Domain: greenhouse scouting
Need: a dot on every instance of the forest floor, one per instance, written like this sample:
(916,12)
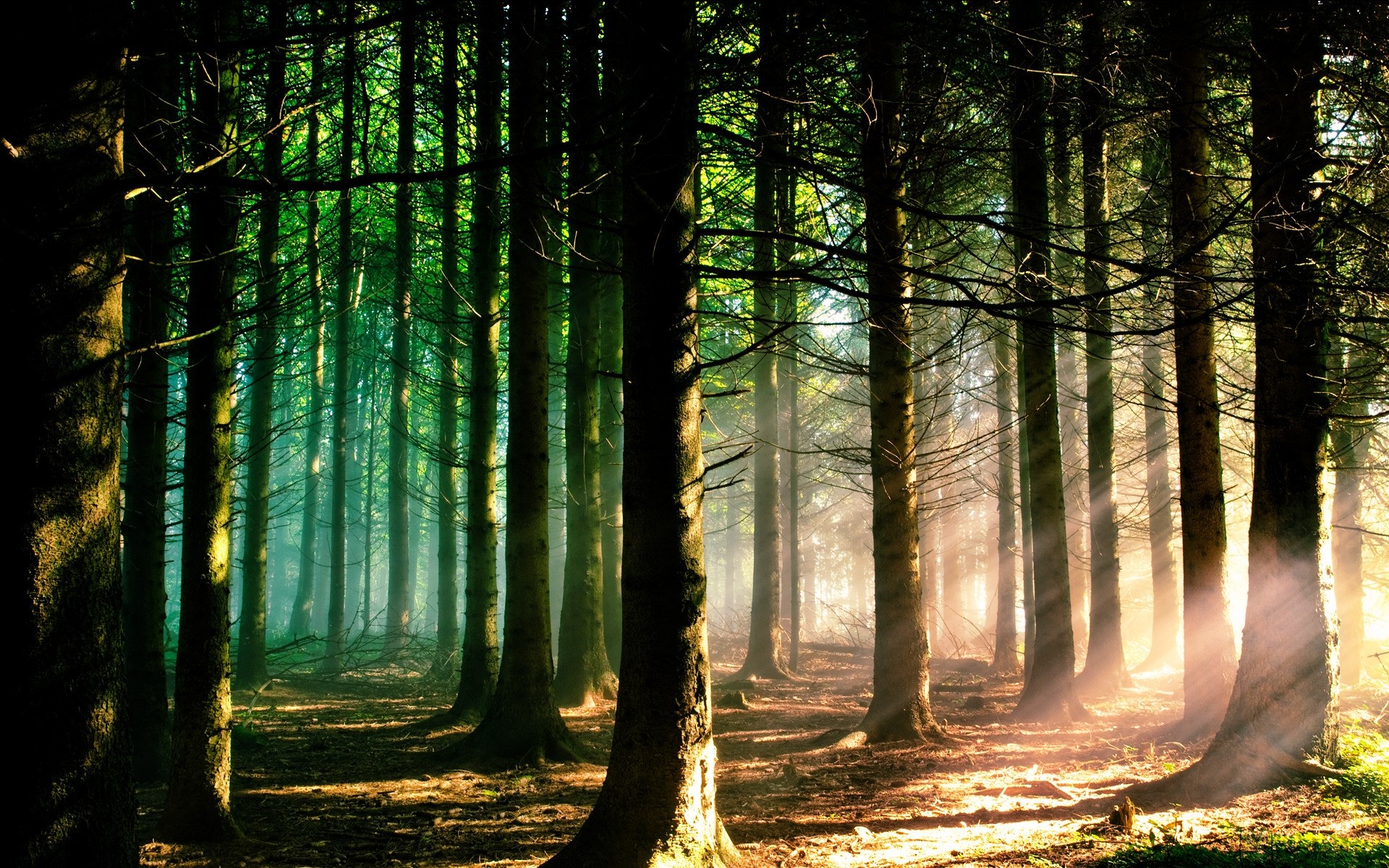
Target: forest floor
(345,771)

====

What you should do
Can you set out the lines above as a numbered list, skipping any blank lines and leaving out the pictures?

Exercise result
1. Domain: greenhouse scouting
2. Need: a dot on every instance of the forest floor, one per instance, written like this sample:
3. (916,12)
4. Target: forest floor
5. (345,771)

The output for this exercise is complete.